Tally how many lines in the items below contain the word "black", with case counting. Reply with the number alone.

Information provided:
-*-*-
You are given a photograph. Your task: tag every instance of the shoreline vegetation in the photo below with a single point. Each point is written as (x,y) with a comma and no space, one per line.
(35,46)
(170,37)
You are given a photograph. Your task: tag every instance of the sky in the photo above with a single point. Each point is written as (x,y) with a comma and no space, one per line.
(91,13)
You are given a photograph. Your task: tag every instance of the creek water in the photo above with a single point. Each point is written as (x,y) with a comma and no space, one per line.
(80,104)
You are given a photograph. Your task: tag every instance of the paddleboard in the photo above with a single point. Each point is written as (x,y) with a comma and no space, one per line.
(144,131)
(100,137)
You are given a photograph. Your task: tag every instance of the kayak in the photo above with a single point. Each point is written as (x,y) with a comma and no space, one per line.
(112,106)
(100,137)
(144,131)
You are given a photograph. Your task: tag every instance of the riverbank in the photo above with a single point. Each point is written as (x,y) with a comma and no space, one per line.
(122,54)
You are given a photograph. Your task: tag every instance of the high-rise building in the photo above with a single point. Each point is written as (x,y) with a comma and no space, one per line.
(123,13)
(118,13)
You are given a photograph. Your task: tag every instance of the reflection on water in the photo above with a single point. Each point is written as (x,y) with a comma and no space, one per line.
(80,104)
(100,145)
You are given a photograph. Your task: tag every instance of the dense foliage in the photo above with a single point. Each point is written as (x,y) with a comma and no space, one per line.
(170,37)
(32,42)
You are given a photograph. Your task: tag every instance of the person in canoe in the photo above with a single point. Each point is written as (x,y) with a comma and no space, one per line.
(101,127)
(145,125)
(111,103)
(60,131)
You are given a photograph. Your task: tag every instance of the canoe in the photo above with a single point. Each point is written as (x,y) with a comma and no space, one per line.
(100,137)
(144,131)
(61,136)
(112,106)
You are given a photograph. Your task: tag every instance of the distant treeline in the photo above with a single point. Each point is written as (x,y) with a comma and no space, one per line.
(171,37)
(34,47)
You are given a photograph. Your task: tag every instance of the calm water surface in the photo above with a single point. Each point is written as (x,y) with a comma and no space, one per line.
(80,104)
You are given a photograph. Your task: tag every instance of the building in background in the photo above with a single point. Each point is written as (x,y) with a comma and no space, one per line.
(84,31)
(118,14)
-*-*-
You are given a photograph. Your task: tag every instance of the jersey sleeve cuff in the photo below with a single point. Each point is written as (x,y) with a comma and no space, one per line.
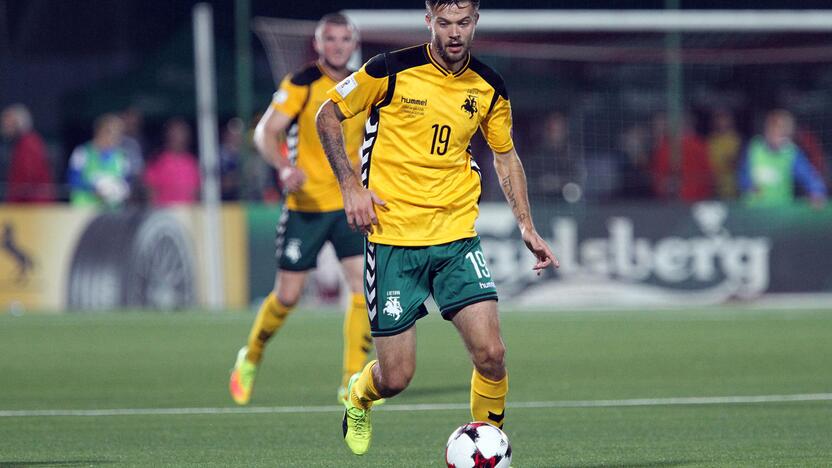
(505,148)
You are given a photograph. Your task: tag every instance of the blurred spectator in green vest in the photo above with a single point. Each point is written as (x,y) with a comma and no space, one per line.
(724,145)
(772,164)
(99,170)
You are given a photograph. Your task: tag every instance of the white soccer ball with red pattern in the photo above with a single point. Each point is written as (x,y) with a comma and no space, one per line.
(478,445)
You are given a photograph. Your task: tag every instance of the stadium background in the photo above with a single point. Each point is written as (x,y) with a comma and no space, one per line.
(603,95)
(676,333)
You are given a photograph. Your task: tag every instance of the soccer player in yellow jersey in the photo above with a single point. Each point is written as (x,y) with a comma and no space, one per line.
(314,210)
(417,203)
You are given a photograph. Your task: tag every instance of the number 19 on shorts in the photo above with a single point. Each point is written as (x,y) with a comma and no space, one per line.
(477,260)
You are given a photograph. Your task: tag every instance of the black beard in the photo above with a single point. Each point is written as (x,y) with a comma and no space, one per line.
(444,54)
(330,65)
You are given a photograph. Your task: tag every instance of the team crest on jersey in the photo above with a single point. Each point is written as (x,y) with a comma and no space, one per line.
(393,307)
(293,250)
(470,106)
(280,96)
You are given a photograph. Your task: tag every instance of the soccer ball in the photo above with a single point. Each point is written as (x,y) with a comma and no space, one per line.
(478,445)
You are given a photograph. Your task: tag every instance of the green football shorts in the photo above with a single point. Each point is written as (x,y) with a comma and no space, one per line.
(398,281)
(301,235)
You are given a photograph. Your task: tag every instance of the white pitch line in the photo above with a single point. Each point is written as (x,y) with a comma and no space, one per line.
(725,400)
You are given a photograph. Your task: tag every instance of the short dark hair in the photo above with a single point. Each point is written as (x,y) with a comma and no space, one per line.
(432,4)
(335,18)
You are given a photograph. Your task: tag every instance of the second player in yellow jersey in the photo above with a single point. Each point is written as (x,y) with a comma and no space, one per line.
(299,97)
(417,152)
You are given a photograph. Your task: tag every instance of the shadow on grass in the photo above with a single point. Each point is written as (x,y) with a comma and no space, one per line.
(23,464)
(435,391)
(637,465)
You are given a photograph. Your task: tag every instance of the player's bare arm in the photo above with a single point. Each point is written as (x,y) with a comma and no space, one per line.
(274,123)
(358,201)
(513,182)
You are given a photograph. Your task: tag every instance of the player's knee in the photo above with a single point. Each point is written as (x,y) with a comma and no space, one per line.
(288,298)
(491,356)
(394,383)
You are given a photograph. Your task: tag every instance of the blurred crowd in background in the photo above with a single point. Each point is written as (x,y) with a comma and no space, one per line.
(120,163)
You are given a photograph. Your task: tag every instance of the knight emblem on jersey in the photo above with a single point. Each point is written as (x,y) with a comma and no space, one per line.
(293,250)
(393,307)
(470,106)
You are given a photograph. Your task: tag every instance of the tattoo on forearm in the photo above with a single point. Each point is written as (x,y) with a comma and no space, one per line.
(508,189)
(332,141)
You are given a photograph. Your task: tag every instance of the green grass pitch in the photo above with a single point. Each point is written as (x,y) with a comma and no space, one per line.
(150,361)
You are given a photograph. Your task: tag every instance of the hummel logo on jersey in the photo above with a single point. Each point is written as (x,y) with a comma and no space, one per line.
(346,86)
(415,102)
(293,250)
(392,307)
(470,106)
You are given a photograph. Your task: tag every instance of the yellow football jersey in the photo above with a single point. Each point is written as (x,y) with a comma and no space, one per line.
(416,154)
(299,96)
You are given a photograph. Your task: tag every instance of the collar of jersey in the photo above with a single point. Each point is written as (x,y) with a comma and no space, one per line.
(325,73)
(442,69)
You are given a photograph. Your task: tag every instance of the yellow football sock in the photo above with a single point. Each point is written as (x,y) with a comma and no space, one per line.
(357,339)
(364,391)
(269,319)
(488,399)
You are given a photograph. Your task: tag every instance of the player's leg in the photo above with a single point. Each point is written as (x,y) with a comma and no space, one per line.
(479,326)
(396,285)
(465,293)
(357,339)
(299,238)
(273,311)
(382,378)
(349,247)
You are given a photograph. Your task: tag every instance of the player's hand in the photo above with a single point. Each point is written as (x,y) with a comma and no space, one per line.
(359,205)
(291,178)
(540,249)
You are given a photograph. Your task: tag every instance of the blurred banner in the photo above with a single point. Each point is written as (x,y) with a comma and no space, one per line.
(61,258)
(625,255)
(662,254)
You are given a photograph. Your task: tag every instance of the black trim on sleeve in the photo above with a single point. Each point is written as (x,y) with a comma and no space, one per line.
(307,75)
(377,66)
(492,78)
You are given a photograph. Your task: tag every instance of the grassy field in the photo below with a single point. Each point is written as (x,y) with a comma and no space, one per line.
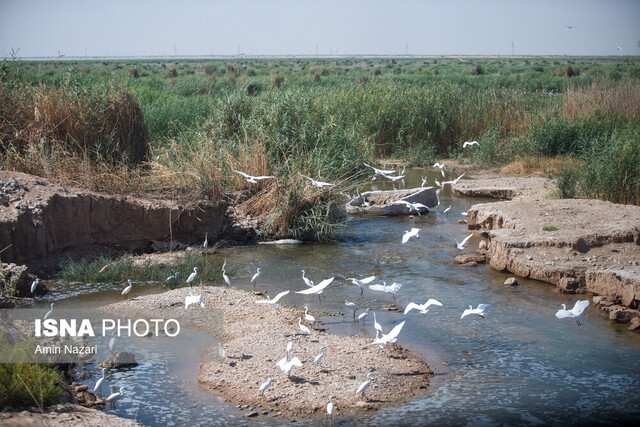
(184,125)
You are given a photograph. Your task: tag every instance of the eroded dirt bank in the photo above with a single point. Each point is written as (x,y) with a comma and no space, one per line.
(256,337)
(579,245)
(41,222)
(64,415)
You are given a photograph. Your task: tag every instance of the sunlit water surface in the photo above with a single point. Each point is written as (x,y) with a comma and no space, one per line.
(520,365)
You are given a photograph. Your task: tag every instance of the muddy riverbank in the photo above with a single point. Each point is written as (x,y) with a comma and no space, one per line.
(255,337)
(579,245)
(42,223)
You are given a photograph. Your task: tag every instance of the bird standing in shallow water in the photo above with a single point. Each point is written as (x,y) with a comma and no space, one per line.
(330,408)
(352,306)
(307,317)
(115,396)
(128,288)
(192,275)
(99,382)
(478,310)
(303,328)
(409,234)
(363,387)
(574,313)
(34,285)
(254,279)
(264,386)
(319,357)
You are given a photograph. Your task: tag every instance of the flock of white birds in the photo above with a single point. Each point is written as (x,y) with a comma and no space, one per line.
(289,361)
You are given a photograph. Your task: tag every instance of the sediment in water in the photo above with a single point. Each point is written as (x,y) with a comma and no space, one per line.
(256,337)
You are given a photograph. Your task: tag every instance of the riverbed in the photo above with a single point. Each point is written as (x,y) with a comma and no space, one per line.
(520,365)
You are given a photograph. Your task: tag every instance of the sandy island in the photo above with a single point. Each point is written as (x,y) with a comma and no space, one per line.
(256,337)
-*-*-
Problem solution: 2